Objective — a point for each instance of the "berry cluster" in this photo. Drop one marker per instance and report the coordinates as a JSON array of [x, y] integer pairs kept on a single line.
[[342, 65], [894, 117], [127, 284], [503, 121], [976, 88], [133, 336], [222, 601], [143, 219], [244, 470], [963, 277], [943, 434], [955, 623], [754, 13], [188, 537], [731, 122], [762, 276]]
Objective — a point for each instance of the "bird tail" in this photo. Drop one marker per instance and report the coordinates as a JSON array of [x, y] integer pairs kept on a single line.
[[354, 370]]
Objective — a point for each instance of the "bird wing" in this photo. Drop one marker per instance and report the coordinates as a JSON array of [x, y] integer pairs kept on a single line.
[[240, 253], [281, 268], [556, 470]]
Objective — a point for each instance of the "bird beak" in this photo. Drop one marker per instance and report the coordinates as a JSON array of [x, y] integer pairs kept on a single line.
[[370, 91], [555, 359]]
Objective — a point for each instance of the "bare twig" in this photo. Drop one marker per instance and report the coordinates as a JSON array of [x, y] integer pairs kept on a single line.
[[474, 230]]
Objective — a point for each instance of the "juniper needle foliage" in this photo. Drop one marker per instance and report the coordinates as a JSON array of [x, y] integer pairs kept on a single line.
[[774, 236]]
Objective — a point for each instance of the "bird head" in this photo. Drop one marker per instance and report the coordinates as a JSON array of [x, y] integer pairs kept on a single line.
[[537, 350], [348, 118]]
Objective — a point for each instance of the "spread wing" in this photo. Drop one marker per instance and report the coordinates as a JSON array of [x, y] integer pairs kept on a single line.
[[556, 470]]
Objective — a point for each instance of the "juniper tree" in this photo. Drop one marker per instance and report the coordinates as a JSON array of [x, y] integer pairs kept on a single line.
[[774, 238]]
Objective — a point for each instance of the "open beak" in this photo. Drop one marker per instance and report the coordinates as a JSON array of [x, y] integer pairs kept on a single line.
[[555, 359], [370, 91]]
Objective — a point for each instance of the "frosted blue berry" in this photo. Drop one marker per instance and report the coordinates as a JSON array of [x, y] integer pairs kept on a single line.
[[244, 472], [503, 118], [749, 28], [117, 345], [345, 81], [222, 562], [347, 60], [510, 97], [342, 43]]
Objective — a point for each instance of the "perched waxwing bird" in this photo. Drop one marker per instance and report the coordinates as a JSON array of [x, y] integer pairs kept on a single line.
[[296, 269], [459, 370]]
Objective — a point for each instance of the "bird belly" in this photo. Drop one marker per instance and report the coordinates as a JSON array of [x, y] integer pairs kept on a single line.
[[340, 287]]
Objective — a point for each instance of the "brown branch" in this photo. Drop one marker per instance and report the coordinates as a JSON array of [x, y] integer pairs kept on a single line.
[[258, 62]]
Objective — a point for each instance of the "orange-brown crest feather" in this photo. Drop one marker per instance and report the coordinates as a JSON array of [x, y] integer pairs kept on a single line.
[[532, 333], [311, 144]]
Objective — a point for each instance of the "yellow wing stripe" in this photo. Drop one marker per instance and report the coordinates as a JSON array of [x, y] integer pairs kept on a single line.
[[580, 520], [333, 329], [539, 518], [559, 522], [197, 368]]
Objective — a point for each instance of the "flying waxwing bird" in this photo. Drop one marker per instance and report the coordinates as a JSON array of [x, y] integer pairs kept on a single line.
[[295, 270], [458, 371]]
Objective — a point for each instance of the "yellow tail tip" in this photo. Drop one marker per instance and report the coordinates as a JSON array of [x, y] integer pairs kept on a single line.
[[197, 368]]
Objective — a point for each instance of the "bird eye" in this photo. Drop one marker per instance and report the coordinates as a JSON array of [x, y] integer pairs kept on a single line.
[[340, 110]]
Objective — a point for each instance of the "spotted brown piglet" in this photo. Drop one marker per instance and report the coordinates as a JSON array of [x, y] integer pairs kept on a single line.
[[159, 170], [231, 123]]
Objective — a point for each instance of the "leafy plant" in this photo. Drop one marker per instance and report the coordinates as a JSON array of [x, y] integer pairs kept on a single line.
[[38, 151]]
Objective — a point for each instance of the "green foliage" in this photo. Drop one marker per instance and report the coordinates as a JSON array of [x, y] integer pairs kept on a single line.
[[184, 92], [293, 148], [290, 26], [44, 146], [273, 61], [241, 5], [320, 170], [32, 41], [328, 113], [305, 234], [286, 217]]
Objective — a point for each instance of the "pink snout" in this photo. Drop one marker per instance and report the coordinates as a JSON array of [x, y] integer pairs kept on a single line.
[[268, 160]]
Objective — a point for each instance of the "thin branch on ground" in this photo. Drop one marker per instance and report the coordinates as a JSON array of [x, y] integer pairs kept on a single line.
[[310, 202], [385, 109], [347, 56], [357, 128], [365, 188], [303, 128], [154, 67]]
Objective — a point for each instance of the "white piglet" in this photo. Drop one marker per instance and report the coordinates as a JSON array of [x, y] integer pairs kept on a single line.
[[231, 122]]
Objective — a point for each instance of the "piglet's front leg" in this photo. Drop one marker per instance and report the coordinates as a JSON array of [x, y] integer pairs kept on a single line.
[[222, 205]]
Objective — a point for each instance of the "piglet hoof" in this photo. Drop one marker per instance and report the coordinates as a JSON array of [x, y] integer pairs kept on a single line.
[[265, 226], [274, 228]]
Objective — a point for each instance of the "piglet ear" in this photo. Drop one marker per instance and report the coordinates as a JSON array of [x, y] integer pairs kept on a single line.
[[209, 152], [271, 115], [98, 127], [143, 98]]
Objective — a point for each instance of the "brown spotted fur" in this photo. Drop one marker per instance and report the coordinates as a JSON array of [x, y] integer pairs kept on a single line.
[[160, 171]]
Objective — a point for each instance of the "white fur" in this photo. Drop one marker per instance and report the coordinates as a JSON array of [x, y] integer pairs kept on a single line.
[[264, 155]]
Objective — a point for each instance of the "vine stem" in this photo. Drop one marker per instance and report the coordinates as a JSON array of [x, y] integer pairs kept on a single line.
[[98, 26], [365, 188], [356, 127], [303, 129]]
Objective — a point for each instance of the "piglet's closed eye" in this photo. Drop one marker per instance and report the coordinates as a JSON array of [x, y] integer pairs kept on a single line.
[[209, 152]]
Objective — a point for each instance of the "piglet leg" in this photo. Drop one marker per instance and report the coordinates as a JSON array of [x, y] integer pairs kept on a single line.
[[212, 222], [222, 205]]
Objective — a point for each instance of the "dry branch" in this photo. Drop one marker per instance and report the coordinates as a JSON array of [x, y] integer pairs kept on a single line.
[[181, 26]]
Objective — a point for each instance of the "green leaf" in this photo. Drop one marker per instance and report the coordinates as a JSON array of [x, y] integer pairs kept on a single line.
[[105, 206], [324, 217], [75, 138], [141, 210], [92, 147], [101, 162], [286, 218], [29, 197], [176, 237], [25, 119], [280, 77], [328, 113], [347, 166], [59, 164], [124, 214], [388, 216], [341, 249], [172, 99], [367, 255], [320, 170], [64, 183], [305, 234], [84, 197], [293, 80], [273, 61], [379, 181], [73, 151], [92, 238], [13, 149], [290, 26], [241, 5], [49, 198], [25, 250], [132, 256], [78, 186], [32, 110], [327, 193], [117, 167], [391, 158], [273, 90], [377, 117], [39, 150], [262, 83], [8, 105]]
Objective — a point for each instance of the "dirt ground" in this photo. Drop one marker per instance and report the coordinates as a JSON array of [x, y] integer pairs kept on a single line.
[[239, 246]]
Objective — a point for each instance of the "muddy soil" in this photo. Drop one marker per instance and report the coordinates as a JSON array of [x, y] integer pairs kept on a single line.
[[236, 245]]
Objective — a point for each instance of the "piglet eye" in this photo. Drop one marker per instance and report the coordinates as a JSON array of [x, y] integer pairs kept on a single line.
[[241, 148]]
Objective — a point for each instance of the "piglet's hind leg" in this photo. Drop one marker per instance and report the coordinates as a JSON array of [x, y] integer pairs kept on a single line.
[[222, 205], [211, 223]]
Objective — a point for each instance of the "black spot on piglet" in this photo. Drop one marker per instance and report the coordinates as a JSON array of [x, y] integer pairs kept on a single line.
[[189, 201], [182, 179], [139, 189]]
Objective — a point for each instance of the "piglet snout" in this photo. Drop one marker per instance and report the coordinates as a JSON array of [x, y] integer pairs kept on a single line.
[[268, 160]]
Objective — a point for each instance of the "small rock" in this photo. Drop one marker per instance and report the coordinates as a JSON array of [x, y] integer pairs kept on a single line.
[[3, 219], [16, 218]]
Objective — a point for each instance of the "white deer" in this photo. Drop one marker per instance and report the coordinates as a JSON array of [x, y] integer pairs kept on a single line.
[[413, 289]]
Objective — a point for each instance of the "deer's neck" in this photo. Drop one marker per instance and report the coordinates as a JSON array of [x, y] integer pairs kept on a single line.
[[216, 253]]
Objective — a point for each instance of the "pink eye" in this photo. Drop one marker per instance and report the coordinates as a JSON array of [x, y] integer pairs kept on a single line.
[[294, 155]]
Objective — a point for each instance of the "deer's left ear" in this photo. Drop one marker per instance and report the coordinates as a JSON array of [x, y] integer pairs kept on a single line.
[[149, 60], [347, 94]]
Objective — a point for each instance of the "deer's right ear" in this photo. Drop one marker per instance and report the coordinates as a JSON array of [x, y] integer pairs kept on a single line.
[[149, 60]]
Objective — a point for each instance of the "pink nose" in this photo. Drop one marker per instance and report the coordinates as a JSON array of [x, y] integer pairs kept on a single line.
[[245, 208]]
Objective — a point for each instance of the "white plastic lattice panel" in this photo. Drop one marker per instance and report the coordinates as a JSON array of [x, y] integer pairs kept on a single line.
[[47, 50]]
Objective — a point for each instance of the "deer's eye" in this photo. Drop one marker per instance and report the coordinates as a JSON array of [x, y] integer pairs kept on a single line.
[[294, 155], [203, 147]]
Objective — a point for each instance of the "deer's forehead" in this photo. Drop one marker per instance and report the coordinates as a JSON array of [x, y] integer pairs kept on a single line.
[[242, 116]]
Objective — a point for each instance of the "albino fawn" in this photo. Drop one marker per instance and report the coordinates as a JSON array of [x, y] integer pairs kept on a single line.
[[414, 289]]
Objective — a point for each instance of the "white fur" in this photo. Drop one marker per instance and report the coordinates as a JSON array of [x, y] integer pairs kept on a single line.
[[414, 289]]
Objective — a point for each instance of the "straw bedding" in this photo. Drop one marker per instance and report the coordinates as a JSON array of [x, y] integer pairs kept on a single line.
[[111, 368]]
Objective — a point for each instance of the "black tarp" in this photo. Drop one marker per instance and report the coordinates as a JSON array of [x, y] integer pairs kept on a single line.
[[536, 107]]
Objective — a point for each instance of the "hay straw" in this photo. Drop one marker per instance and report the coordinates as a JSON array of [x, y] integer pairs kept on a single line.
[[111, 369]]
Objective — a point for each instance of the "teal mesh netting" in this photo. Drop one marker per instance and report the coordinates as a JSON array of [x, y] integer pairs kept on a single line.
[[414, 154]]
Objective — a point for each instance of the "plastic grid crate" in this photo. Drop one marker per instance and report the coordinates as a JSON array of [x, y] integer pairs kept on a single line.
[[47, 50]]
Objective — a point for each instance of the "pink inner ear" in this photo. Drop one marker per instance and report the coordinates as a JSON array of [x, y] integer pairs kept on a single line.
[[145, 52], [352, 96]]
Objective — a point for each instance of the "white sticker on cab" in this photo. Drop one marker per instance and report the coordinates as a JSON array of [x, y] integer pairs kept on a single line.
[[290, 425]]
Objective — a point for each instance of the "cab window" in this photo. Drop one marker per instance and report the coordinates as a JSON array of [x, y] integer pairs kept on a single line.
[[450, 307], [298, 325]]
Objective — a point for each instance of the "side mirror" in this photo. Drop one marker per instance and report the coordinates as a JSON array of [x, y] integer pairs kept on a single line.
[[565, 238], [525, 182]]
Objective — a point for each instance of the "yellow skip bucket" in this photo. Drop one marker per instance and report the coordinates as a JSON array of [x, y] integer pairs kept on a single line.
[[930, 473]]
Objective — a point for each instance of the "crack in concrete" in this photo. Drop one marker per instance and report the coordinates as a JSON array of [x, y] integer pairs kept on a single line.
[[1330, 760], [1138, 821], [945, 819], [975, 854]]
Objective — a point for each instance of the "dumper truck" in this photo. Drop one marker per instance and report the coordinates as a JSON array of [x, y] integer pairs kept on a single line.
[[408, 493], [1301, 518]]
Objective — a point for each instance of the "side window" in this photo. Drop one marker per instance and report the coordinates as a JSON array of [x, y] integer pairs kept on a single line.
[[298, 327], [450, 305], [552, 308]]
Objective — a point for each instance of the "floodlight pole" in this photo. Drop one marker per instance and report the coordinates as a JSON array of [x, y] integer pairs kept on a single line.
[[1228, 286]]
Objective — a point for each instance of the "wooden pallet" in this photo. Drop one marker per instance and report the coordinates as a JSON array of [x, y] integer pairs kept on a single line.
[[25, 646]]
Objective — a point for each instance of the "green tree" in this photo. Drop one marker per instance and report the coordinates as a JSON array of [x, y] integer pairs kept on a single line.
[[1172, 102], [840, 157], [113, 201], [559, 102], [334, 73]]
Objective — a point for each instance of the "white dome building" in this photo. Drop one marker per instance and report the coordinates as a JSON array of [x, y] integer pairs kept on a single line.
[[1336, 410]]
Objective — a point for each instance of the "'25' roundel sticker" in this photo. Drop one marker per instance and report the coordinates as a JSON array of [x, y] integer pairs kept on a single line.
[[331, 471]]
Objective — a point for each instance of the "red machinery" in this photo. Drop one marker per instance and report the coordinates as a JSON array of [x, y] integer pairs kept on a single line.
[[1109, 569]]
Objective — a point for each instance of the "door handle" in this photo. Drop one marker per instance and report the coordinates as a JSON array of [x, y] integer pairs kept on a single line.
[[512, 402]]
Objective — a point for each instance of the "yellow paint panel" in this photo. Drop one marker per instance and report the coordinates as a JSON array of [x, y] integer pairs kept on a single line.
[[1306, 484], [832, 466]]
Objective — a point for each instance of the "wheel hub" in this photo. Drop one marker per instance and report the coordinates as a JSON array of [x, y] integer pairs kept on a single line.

────────

_Task prompt_
Pick out each line in the records above that contains the string "sticker", and copy those lines.

_Task result_
Objective — a point for each instance of the "white sticker on cab" in this photo. Drop one marker per instance and report the coordinates as a JSON array of [x, y] integer pairs kept on a single line.
Objective — a point for each instance of the "'25' roundel sticker" in this photo. Drop one marker per instance and report the coordinates as a JSON array of [x, y] integer pairs kept on a single line.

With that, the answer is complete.